The task — How many lines in these records hold the string "drop"? State only that number.

Task material —
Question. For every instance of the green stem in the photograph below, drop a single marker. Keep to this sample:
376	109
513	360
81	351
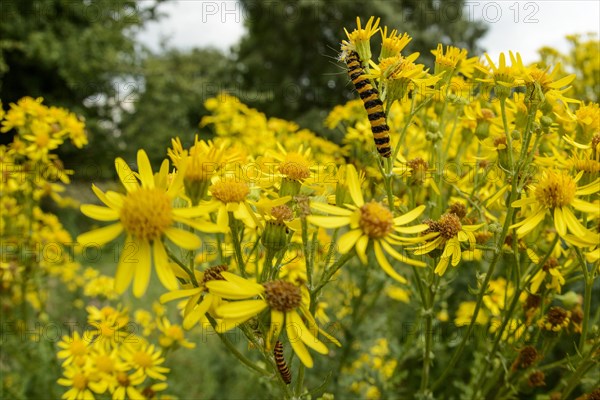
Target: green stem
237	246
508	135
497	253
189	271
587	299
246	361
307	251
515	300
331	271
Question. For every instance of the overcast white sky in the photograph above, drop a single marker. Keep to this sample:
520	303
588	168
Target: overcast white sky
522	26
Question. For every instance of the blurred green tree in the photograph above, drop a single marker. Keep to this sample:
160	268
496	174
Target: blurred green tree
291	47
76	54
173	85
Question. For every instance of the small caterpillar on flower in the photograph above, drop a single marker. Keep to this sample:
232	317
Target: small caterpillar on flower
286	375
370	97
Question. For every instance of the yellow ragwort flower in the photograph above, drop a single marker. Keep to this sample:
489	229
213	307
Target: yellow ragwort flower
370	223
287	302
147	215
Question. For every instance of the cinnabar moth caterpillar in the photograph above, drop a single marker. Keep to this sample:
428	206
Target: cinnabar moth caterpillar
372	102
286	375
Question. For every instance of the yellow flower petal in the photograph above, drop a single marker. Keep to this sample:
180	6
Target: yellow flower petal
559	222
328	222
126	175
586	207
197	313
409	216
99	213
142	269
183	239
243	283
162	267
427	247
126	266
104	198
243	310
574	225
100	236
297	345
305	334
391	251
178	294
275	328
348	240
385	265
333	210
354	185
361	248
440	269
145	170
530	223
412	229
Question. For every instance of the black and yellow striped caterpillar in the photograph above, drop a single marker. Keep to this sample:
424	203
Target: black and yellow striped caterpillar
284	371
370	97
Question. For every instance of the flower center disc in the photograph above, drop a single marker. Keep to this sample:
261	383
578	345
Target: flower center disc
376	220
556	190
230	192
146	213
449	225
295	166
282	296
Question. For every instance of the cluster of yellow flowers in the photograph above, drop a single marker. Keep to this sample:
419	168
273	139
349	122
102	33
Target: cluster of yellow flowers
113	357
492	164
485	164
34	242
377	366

Task response — 10